- _CONSEGNE_:
**A)** Rispondi per favore a queste domande sull'estratto, una per riga, con le risposte contrassegnate allo stesso modo:
(i) Quanto pesa l'obiettivo con i tappi 14221 e 14162?
(ii) Di quali due caratteristiche è privo lo schema ottico dell'Elmarit-R 19mm f/2,8 "old"?
(iii) Quale andamento tipico caratterizza la distorsione di questo obiettivo?
**B)** Ricopia fedelmente la parte dell'estratto che va da "al problema della" fino a "esemplificativo del problema." compreso.

- _ESTRATTO_:
L'obiettivo pesa esattamente 556g (586g con i tappi 14221 e 14162), a fronte dei
dati ufficiali frettolosamente liquidati in "500g"
e voglio esprimere tutto il mio dissenso sulla qualità della plastica con cui
è ricavato il tappo anteriore (praticamente si riga
o incide ad ogni minimo contatto) e sulla finitura epossidica nera del
barilotto, anch'essa soggetta a scorticarsi con grande
facilità: considerando il feticismo che accompagna il nome Leitz ed il valore
residuo sempre legato ad eccellenti condizioni
di conservazione dei pezzi, queste caratteristiche sono penalizzanti per chi
vuole mantenere un certo "valore residuo" al suo
importante investimento; in quegli anni i brand giapponesi potevano contare su
materiali molto più moderni, considerazione
che può essere estesa anche agli smalti con cui venivano riempite le incisioni
dei dati sul barilotto, esteticamente impeccabili
e praticamente eterne nei mipponici ma più artigianali e soggette a scheggiarsi
nei Leitz... D'accordo, quello che conta è
l'immagine finale, ma visto il prezzo di listino sono pecche nient'affatto
veniali.
Lo schema quotato dell'Elmarit-R 19mm f/2,8
credits: Leica Camera
Lo schema ottico dell'Elmarit-R 19mm f/2,8 "old" è
un classico retrofocus della prima era, privo di
elementi asferici e gruppi flottanti; la struttura delle ultime tre lenti è una
specie di "firma" nei grandangolari
del Mandler maturo, presente anche nell'Elmarit-M 21/2,8 del 1980 e nei
prototipi M degli anni '60 e '70
che portarono a quest'ultimo obiettivo; apparentemente l'obiettivo non dispone
di un trattamento antiriflessi
particolarmente sofisticato, come consuetudine Leitz; i tecnici della Casa hanno
sempre precisato di adottare
i trattamenti multipli solamente negli elementi per i quali costituiscano un
reale vantaggio: ad esempio, i vetri
altamente rifrattivi richiedono trattamenti meno spinti rispetto a quelli più
convenzionali; notare l'ampio diametro
dei due elementi esterni che evidenziano un'attenzione particolare (confermata
dalla struttura dell'intero schema)
al problema della vignettatura, anche se - nonostante gli sforzi - ad f/2,8 essa
era pesantemente avvertibile anche
nell'utilizzo convenzionale su pellicola, specialmente parlando di invertibile
Una caratteristica peculiare dell'Elmarit-R 19mm f/2,8 è una
distorsione non fortissima ma caratterizzata dal più
tipico andamento "moustache", una progressione altalenante che vede le
zone centrali deformate a barilotto, una
distorsione che si azzera progredendo verso le zone periferiche e che passa poi
ad un deciso cuscinetto antagonista
ai bordi, un comportamento che rende il difetto molto visibile nei soggetti
geometrici ed anche molto difficile da
correggere via software, a meno di non creare dei fattori polinomiali di
correzione personalizzati; ecco un'immagine
ed uno schema esemplificativo del problema.

- _DATI REGISTRATI_:
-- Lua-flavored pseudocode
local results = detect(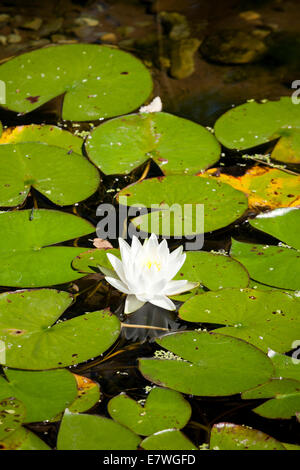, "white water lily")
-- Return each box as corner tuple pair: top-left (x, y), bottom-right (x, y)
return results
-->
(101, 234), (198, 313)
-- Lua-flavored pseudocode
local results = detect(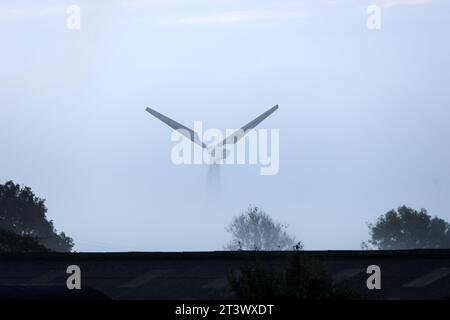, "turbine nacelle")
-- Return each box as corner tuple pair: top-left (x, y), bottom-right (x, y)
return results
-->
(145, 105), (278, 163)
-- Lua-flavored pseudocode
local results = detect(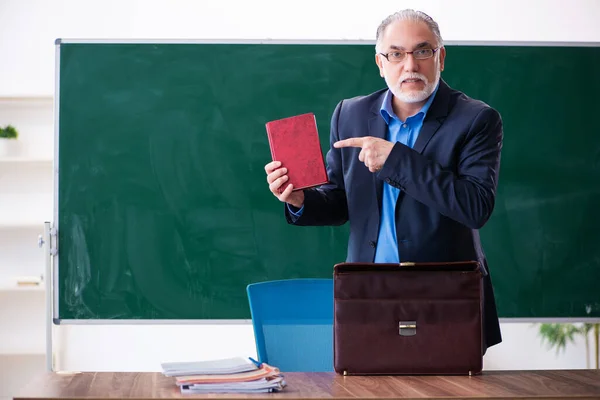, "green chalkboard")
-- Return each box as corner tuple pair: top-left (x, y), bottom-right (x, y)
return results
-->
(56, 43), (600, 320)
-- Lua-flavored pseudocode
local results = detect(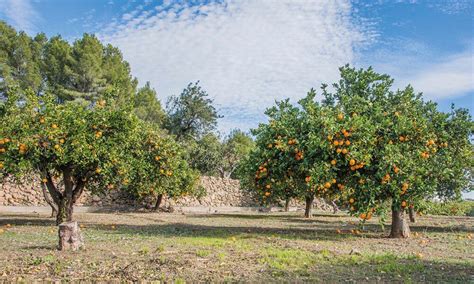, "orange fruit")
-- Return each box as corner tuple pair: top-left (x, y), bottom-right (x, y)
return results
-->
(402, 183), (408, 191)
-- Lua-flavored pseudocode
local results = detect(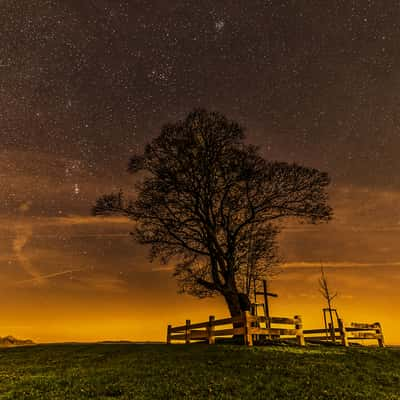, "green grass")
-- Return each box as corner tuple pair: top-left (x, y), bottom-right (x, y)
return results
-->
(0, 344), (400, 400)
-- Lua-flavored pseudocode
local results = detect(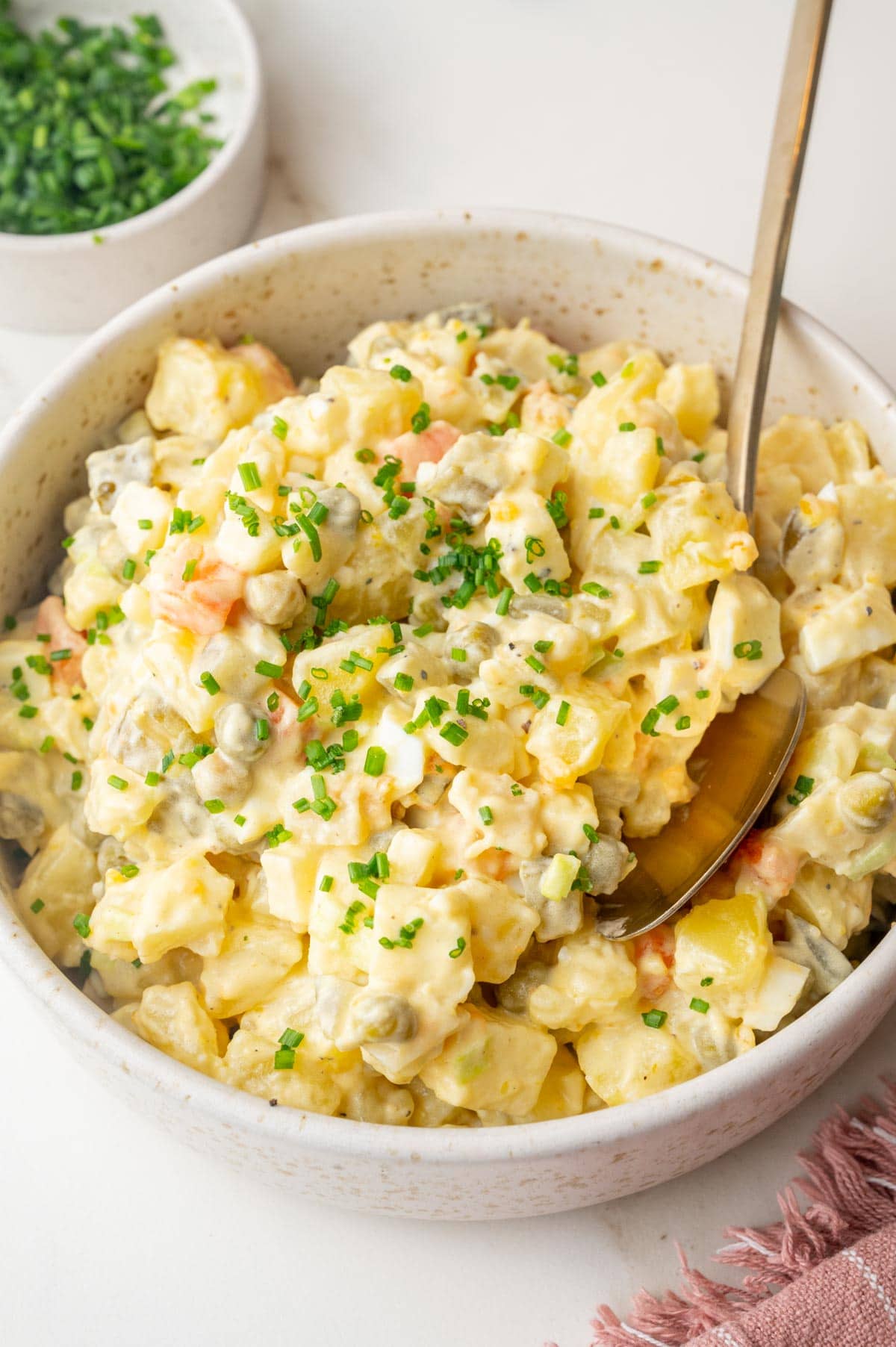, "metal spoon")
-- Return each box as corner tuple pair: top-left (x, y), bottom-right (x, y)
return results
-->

- _RISPOSTE ALLE CONSEGNE_:
**A)**
(i) 586g
(ii) Elementi asferici e gruppi flottanti
(iii) L'andamento "moustache"

**B)**
al problema della vignettatura, anche se - nonostante gli sforzi - ad f/2,8 essa
era pesantemente avvertibile anche
nell'utilizzo convenzionale su pellicola, specialmente parlando di invertibile
Una caratteristica peculiare dell'Elmarit-R 19mm f/2,8 è una
distorsione non fortissima ma caratterizzata dal più
tipico andamento "moustache", una progressione altalenante che vede le
zone centrali deformate a barilotto, una
distorsione che si azzera progredendo verso le zone periferiche e che passa poi
ad un deciso cuscinetto antagonista
ai bordi, un comportamento che rende il difetto molto visibile nei soggetti
geometrici ed anche molto difficile da
correggere via software, a meno di non creare dei fattori polinomiali di
correzione personalizzati; ecco un'immagine
ed uno schema esemplificativo del problema.